- **Text block**
▬▬▬▬▬▬

Maybe John's answer could have been a bit nicer, but I do understand the comment. It varies largely by market. By market, that doesn't just mean the area you are living/selling in, but the venue. I live/sell in Louisiana aka "Sportsman Paradise" so you would think that they'd be huge. But I only do art markets now, I found "craft shows" to be too price sensitive for me. I was in one show with another pen maker 1 tent over doing them right there at the show - slimlines only with crap wood and friction polish, $10 each. That's not my market. My shows now have few other turners in them and if they do pens at all, it's a very small segment. At my markets, bullet pens are not the big sellers EXCEPT around Christmas, etc. as gift items.


----------



## Erik831 (May 16, 2013)

jttheclockman said:


> Questions like this are useless in my mind. What sells for one may not sell for you in your area. Out west where guns are more acceptable, bullet pens may sell. I can't give them away. So to me make whatever you think will sell and try selling it. If it doesn't sell try something new. Simple as that. Can't sell $300 pens then don't make them. Every market is different and thank goodness it is or we all would be out of business real quick.  If the bolt action is agreat seller than make 3 times more of them and count the money coming in and don't worry about others. Just an opinion.



John every time I read a comment from you it's always negative what's up with you man just saying , on the other hand I've have sold many of the bullet kits from timberbits and recently started making the real cartridge kits that I'm yet to promote them once I find a show ..


----------



## NittanyLion (May 16, 2013)

Never done a show or any other public sale.  I'm fortunate enough to live in a remote area where God, guns, and Beer rule.......good for bullet pens; us rednecks go nuts over them.  All sales are from connections at work(usually higher end pens), word of mouth, and the ever famous facebook.  I've found at work, all it takes is to set one of my pens down in front of me at my desk or in meetings to generate interest.  I also ALWaYS carry a case of pens wherever I go.  Many other sales have been follow up from giveaways.  This has kept me at the 5-10 a week for the past 3 months.  I've sold 4 this week, along with orders of 4 more right now that should be done and out by Saturday.  This is about my max production.....I really don't want to be this busy.


----------



## jttheclockman (May 16, 2013)

Erik831 said:


> jttheclockman said:
> 
> 
> > Questions like this are useless in my mind. What sells for one may not sell for you in your area. Out west where guns are more acceptable, bullet pens may sell. I can't give them away. So to me make whatever you think will sell and try selling it. If it doesn't sell try something new. Simple as that. Can't sell $300 pens then don't make them. Every market is different and thank goodness it is or we all would be out of business real quick.  If the bolt action is agreat seller than make 3 times more of them and count the money coming in and don't worry about others. Just an opinion.

▬▬▬▬▬▬

- **Records for this exercise**
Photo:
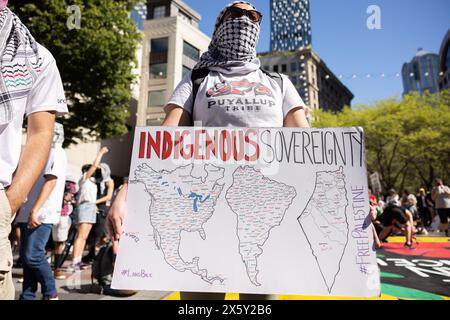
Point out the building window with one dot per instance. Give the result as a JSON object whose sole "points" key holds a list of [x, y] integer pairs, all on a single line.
{"points": [[184, 17], [191, 51], [294, 67], [156, 98], [159, 12], [158, 58], [186, 71], [158, 71]]}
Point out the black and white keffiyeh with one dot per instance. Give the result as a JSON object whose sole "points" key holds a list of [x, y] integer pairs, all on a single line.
{"points": [[20, 62], [233, 43]]}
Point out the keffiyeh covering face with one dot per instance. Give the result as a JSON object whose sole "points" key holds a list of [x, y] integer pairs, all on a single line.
{"points": [[3, 4], [233, 42], [19, 61]]}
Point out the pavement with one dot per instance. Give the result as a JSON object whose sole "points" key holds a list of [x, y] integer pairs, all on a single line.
{"points": [[419, 274]]}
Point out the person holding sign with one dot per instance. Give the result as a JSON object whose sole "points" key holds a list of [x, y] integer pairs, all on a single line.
{"points": [[227, 88]]}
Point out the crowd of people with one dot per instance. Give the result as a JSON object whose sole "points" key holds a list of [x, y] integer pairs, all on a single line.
{"points": [[61, 218], [410, 214]]}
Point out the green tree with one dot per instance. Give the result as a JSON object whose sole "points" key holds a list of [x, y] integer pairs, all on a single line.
{"points": [[95, 61], [407, 141]]}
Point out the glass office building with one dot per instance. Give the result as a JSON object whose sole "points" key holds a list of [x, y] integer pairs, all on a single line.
{"points": [[290, 25], [422, 73]]}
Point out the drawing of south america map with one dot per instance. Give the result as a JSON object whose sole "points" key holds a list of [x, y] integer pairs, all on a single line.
{"points": [[262, 211]]}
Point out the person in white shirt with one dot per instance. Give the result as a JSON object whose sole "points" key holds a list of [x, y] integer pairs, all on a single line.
{"points": [[36, 218], [441, 196], [31, 87], [234, 92], [86, 212]]}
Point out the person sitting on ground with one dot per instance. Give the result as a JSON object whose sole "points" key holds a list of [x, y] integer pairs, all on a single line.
{"points": [[441, 196], [396, 218]]}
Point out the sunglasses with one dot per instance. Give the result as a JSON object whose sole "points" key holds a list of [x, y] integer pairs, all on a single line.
{"points": [[235, 12]]}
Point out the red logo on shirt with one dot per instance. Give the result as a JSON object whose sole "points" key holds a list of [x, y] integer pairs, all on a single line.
{"points": [[239, 88]]}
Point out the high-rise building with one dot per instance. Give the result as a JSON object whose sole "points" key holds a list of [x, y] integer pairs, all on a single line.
{"points": [[172, 45], [422, 73], [317, 85], [444, 74], [290, 25]]}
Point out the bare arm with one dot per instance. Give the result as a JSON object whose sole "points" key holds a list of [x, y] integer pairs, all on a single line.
{"points": [[177, 117], [47, 189], [296, 118], [109, 193], [33, 158], [116, 215]]}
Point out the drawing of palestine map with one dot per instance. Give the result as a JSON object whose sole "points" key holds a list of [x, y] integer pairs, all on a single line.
{"points": [[196, 199], [324, 223], [260, 205]]}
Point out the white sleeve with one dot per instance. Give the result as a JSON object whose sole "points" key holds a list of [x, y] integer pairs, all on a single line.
{"points": [[49, 169], [47, 93], [291, 97], [182, 95]]}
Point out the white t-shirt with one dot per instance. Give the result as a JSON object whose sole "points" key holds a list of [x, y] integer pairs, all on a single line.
{"points": [[46, 94], [88, 190], [51, 210], [227, 98]]}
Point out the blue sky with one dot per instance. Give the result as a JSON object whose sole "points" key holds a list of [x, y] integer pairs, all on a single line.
{"points": [[343, 41]]}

▬▬▬▬▬▬

- **Complete the following**
1. Render everything from the start of the rows down to the row containing "Point out the building" as a Markdown table with the columns "Line No." and "Wording", numbering each line, skipping blank lines and leaving out the pictures.
2. Write the next part of the forum thread about selling bullet pens, picking up after its final line.
The forum thread and the rows have nothing to do with each other.

- **Responses for each task**
1.
| Line No. | Wording |
|---|---|
| 1 | Photo: |
| 2 | Point out the building window with one dot per instance. Give the result as a JSON object whose sole "points" key holds a list of [x, y] integer pairs, all on a single line. |

2.
> ...


 
Then don't read any of my comments. You can include me on your ignore list. and please do. Thanks. Glad you are selling many bullet pens. Oh by the way you took the time to bash me but did not answer the OP question. Good job.


----------



## maxwell_smart007 (May 16, 2013)

Ok, enough digs on the side...keep it civil, please! 

Andrew
assistant moderator


----------



## Jim Burr (May 16, 2013)

The bullet pens from CSUSA, like John showed will hopefully put me through PA school starting next year. I have a strong source of antler and other good top material and several gun shops in town. Just happens to be the flavor-of-the-month so why not knock 'em out! For some reason...just personal taste on my part...I never got into the bolt action style, just me.


----------



## jttheclockman (May 16, 2013)

Jim Burr said:


> The bullet pens from CSUSA, like John showed will hopefully put me through PA school starting next year. I have a strong source of antler and other good top material and several gun shops in town. Just happens to be the flavor-of-the-month so why not knock 'em out! For some reason...just personal taste on my part...I never got into the bolt action style, just me.


 

I just looked through the entire thread again and did not see anyone  post any photos so I am guessing  you are referring to my pens. I would like to make it clear these are not kit pens. These are real shells and real bullets. I get my materials from ammo shops and put them together using the info that is found in the library. These go back many years when they became the hot item on this site. I remember when just about everyone was making them. That is why you have big pen makers latching onto the idea and started making kits as they did many other blanks that have come through this site. Some people went on to have very good success selling them at gun shows and other venues. As I mentioned in my area I did not do so well but I still make and carry a few. I get requests from people who are hunters and have that special shell casing or antler. Some people also go on to make some real cool looking display racks for desk tops using antlers and such. This could be something you can add to your arsenal (no pun intended)  Good luck.


----------



## plano_harry (May 17, 2013)

Briskar said:


> I've found at work, all it takes is to set one of my pens down in front of me at my desk or in meetings to generate interest.



:biggrin: That's the problem!  I office at home and my wife won't buy any more pens.:frown:  When I do take them to the office or conferences, they sell well. :wink:


----------



## Erik831 (May 17, 2013)

jttheclockman said:


> Then don't read any of my comments. You can include me on your ignore list. and please do. Thanks. Glad you are selling many bullet pens. Oh by the way you took the time to bash me but did not answer the OP question. Good job.



Yet again hahaha chill man life is good.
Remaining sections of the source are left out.